The records below must be copied in full; omit the images.

[Pointing and labeling entries]
#####

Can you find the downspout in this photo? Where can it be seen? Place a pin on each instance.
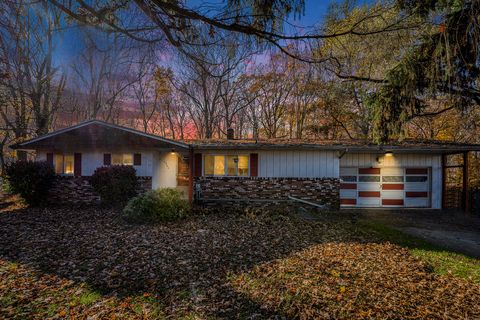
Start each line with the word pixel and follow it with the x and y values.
pixel 190 174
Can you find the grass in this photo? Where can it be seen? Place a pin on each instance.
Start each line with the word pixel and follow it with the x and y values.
pixel 441 261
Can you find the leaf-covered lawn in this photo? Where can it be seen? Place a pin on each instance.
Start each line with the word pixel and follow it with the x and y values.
pixel 358 281
pixel 87 263
pixel 185 266
pixel 442 261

#####

Solution to this problem
Can you find the downspout in this photo? Where can it be seen? Place a pin on each instance.
Start each line with the word pixel and follow it with the x and y values.
pixel 190 174
Can you find the grass in this photo? Where can it be seen? Place a pin on each instance.
Start each line with the word pixel and follow it with the x and y values.
pixel 441 261
Can you find the leaf-covered lawn in this photo? Where can it be seen? Place a pin on each instance.
Start each line with the word pixel and follow it with the x and y values.
pixel 358 281
pixel 87 263
pixel 185 266
pixel 442 261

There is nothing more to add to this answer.